§ **Goal**:
Extract the final stretch of the data: the line that contains "Mark the region of each instance of the green" and every line after it, unaltered, and no other lines.

Source data
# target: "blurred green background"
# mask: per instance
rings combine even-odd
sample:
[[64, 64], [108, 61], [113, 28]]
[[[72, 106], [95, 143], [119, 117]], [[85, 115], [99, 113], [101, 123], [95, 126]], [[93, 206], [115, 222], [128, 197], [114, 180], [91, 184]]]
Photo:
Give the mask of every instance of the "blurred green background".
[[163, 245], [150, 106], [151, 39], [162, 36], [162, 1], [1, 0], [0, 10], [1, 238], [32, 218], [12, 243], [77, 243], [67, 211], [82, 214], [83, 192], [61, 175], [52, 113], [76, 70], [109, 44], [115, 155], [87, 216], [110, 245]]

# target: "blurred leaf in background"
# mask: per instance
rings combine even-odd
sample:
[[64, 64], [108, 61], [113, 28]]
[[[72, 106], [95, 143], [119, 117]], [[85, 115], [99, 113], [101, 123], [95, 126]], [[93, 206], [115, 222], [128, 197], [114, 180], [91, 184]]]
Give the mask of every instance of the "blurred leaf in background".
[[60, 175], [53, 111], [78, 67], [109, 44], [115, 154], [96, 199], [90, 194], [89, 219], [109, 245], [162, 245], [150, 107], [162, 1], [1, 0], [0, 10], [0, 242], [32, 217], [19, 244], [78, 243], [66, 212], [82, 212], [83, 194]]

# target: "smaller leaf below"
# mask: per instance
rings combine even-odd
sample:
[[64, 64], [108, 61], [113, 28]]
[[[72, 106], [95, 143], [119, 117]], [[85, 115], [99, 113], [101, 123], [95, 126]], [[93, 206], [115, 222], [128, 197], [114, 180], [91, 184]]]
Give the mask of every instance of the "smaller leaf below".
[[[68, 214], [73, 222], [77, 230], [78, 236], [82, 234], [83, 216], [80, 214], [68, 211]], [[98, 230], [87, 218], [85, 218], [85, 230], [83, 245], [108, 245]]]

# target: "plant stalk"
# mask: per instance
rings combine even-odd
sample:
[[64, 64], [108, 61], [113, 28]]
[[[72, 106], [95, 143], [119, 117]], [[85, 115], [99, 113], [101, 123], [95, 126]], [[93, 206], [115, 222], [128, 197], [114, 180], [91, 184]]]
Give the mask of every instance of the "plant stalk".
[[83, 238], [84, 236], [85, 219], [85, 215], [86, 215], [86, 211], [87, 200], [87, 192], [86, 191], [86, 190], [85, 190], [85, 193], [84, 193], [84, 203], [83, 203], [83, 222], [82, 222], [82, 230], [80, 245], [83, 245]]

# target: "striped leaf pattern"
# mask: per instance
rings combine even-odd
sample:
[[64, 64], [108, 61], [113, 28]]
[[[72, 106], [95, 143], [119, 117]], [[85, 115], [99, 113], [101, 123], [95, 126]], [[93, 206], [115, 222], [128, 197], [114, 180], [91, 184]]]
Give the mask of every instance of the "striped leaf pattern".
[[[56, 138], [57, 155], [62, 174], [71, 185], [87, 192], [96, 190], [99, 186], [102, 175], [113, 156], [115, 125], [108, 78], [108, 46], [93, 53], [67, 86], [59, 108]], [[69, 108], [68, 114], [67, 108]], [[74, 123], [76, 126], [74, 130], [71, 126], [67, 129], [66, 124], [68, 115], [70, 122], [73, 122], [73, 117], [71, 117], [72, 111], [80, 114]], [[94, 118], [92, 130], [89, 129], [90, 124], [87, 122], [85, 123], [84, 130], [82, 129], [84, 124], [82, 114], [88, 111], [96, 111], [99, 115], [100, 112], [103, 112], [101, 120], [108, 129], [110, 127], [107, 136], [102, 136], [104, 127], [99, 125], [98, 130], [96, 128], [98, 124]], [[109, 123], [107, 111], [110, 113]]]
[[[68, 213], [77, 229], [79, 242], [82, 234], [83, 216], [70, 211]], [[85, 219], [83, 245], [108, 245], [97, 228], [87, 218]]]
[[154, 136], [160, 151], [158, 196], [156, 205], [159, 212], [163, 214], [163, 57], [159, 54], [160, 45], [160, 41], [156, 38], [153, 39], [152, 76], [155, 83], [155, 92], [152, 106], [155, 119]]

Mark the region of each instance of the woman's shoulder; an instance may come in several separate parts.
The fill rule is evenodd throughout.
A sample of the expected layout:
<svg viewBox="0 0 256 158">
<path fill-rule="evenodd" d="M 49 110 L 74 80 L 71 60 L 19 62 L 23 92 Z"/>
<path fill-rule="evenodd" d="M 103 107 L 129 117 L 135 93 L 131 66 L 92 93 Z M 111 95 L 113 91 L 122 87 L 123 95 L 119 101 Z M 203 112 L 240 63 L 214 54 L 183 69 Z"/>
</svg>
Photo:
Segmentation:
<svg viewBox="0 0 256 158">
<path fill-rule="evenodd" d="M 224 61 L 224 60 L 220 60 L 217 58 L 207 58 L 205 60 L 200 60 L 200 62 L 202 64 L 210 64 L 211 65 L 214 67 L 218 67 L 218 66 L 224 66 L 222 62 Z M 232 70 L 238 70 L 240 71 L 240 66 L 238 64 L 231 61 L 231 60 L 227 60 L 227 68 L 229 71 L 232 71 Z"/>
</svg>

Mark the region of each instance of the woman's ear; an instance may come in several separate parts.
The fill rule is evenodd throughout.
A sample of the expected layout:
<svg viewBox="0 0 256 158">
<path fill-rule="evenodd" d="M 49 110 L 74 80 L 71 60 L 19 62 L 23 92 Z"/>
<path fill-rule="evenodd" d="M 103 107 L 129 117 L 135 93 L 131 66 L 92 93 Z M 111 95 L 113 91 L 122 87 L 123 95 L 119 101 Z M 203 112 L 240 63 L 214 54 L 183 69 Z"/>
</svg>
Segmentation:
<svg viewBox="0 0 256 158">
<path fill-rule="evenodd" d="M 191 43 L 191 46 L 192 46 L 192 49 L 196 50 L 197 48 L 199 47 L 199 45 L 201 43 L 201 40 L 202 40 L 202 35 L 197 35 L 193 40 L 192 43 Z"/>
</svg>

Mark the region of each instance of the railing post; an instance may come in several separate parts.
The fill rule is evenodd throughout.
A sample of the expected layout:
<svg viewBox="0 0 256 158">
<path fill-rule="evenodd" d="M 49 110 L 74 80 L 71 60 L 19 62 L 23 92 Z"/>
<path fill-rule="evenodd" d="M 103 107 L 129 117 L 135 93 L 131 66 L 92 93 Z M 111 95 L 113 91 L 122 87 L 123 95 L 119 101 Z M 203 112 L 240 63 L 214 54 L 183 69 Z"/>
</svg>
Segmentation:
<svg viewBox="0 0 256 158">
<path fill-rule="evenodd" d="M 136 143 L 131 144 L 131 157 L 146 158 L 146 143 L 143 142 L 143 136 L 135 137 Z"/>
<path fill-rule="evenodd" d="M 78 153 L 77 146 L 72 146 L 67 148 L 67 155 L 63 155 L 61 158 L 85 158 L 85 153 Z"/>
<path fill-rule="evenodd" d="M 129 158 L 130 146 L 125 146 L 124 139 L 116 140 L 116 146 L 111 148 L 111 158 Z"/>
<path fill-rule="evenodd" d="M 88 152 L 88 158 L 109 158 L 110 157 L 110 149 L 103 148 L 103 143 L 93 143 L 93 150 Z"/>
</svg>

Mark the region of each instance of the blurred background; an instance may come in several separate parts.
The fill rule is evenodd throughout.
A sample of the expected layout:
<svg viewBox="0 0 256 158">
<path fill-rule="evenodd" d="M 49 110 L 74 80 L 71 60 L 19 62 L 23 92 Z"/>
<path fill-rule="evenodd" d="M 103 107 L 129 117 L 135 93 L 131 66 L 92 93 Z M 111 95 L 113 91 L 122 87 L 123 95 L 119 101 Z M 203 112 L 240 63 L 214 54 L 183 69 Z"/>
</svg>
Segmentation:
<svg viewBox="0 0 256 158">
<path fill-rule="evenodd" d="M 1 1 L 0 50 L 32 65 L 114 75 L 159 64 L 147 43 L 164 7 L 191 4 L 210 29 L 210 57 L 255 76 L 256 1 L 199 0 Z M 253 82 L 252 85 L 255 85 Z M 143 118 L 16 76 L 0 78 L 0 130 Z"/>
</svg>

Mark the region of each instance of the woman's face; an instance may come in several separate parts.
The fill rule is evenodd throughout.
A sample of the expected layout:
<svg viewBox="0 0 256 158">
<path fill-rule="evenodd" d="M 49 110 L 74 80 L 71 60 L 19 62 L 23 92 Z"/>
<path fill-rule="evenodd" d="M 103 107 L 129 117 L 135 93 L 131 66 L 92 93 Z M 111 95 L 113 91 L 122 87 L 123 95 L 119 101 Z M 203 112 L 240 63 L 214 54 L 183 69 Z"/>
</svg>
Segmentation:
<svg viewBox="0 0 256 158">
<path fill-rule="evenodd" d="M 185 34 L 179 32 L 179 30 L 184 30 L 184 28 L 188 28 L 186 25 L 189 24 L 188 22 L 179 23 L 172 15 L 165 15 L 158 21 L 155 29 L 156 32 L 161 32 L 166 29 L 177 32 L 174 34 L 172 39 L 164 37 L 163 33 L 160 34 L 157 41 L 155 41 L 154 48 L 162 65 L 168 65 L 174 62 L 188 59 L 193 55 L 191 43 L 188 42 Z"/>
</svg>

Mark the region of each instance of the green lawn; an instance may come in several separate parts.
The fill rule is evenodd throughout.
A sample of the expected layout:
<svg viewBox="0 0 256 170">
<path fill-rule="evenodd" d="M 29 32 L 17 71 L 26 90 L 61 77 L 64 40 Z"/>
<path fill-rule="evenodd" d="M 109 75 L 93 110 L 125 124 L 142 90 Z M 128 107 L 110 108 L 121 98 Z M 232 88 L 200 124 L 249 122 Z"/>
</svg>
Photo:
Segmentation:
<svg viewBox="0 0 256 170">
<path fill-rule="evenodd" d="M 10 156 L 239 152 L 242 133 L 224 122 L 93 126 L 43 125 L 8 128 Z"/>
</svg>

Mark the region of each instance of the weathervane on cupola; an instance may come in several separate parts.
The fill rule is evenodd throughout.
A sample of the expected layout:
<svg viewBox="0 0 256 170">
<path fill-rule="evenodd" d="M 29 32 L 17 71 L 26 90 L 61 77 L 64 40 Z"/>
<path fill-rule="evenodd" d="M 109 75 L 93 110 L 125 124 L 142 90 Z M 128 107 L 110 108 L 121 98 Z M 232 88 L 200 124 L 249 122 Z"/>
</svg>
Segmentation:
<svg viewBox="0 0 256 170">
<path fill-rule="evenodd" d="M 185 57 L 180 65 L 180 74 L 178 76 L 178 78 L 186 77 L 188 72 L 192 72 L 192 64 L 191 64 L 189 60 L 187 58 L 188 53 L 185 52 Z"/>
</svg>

§ **Completed exercise**:
Mark the region of each instance of the green lawn; an instance may come in several separate parts.
The fill rule is evenodd throughout.
A sample of the expected layout:
<svg viewBox="0 0 256 170">
<path fill-rule="evenodd" d="M 29 32 L 17 71 L 26 90 L 61 77 L 64 40 Z"/>
<path fill-rule="evenodd" d="M 109 75 L 93 110 L 125 124 L 142 90 Z M 128 107 L 110 108 L 121 98 Z M 232 88 L 200 124 L 249 122 Z"/>
</svg>
Photo:
Segmentation:
<svg viewBox="0 0 256 170">
<path fill-rule="evenodd" d="M 10 156 L 239 152 L 242 133 L 224 122 L 93 126 L 43 125 L 8 128 Z"/>
</svg>

Mark the region of each instance of the weathervane on cupola; an instance may come in several separate parts.
The fill rule is evenodd throughout.
A sample of the expected layout:
<svg viewBox="0 0 256 170">
<path fill-rule="evenodd" d="M 29 32 L 17 71 L 26 90 L 61 77 L 64 40 Z"/>
<path fill-rule="evenodd" d="M 109 75 L 93 110 L 125 124 L 142 90 Z M 128 107 L 110 108 L 121 98 Z M 232 88 L 200 124 L 249 122 Z"/>
</svg>
Segmentation:
<svg viewBox="0 0 256 170">
<path fill-rule="evenodd" d="M 185 57 L 180 65 L 180 74 L 178 76 L 178 78 L 186 77 L 188 72 L 192 72 L 192 64 L 191 64 L 189 60 L 187 58 L 188 53 L 185 52 Z"/>
</svg>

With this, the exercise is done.